● **What the task requires**
Nothing may be dropped or altered: reproduce all the data.
..............................
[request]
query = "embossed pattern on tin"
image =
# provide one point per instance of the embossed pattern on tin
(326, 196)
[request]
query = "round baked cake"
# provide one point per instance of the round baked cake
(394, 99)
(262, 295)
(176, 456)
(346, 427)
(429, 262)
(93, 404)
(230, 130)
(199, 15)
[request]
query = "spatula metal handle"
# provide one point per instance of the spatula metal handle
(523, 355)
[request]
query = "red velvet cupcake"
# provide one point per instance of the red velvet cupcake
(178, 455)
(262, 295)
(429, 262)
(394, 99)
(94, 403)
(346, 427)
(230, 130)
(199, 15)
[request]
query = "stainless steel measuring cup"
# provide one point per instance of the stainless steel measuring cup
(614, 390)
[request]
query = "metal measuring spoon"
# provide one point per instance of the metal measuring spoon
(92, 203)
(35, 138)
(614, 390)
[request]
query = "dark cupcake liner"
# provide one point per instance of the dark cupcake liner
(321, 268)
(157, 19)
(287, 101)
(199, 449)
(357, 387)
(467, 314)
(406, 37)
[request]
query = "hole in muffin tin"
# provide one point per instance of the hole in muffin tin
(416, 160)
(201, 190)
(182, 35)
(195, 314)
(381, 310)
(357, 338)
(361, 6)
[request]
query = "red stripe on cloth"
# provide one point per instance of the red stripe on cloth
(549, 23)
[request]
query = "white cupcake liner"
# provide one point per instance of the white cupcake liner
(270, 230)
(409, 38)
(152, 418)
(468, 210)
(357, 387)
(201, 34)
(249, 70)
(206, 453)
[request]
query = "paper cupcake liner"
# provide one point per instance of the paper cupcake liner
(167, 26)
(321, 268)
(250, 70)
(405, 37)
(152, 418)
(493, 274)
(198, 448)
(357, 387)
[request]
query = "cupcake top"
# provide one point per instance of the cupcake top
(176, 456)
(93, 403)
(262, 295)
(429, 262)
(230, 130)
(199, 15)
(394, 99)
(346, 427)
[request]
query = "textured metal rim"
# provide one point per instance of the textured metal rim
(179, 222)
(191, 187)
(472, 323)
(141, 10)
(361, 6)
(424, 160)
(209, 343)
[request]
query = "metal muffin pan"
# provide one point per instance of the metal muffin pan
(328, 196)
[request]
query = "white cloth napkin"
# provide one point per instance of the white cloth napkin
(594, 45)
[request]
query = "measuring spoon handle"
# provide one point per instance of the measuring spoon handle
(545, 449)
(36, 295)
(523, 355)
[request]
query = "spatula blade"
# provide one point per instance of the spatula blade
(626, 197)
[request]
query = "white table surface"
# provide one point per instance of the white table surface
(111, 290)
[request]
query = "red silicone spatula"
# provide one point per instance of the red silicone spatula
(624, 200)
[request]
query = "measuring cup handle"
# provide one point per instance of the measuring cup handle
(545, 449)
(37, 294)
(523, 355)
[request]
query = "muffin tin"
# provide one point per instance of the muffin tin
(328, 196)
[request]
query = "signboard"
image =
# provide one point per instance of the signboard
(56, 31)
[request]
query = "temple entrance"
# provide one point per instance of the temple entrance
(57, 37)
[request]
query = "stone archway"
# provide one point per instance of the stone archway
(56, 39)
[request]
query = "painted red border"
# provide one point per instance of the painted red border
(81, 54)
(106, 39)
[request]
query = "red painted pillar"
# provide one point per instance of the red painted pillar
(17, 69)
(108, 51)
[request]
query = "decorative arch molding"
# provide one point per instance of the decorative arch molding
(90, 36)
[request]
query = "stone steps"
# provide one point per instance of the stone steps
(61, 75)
..............................
● **Exercise result**
[request]
query = "embossed pattern on tin"
image =
# provide one point per instance of the embossed pattern on tin
(326, 196)
[request]
query = "round baked cake"
# provide one point per instance of the round baked cake
(394, 99)
(262, 295)
(176, 456)
(346, 427)
(429, 262)
(93, 404)
(230, 130)
(199, 15)
[request]
query = "spatula metal handle"
# provide one point per instance of the spatula metal handle
(523, 355)
[request]
query = "red velvet cupcake"
# provide one point per instance of the red velvet cupcake
(178, 455)
(262, 295)
(429, 262)
(394, 99)
(94, 403)
(346, 427)
(230, 130)
(199, 15)
[request]
query = "stainless steel measuring cup"
# provide one point per instance of the stainless steel measuring cup
(614, 390)
[request]
query = "metal measuring spoon"
# provide one point per instance of the metal measuring spoon
(92, 203)
(35, 138)
(614, 390)
[request]
query = "dark cupcake liner"
# provide one point per instance of the dark cupcake liner
(321, 268)
(157, 19)
(287, 101)
(199, 449)
(357, 387)
(467, 314)
(406, 37)
[request]
query = "hole in muffin tin"
# provide one point per instance of the hole in muffin tin
(416, 160)
(201, 190)
(182, 35)
(195, 314)
(381, 310)
(357, 338)
(361, 6)
[request]
query = "red stripe on cloth"
# provide one point per instance of the red stripe on cloth
(549, 23)
[request]
query = "white cupcake liner"
# provide one point per instance of the white cupcake liner
(270, 230)
(409, 38)
(152, 418)
(468, 210)
(357, 387)
(201, 34)
(249, 70)
(206, 453)
[request]
query = "paper cupcake liner"
# provide one point per instance of the paper cupcake liner
(167, 26)
(321, 268)
(250, 70)
(405, 37)
(152, 418)
(493, 274)
(198, 448)
(357, 387)
[request]
query = "cupcake top"
# provide one point per instance of the cupcake top
(176, 456)
(93, 403)
(262, 295)
(429, 262)
(230, 130)
(199, 15)
(394, 99)
(346, 427)
[request]
query = "textured metal rim"
# provide one point per instance of the textured metal rim
(179, 222)
(191, 187)
(472, 323)
(141, 10)
(361, 6)
(424, 160)
(209, 343)
[request]
query = "metal muffin pan"
# provide one point per instance of the metal muffin pan
(328, 196)
[request]
query = "white cloth napkin"
# provide one point per instance of the white cloth napkin
(594, 45)
[request]
query = "measuring spoon handle"
# provide one point per instance of the measuring spoon handle
(545, 449)
(36, 295)
(523, 355)
[request]
query = "spatula blade"
# provide one point per instance of the spatula blade
(626, 197)
[request]
query = "white table surface"
# provide one point per instance of the white table surface
(111, 290)
[request]
query = "red silicone spatula"
# provide one point per instance of the red silicone spatula
(624, 200)
[request]
query = "measuring cup handle"
# provide one point per instance of the measuring cup handle
(545, 449)
(37, 294)
(523, 355)
[request]
query = "muffin tin"
# provide one point per instance of the muffin tin
(328, 196)
[request]
query = "signboard"
image =
# provide one point per instance of the signboard
(56, 31)
[request]
query = "temple entrance"
# provide one point per instance of the temple entrance
(57, 37)
[request]
query = "stone archway"
# provide one point per instance of the stone archway
(56, 39)
[request]
query = "painted red border"
# provide one point per instance of the painted red border
(81, 54)
(106, 39)
[request]
query = "red painted pillar"
# provide one point per instance of the red painted pillar
(17, 69)
(108, 51)
[request]
query = "decorative arch molding"
# provide one point per instance of the decorative arch molding
(90, 36)
[request]
query = "stone steps"
# provide one point per instance of the stone steps
(61, 75)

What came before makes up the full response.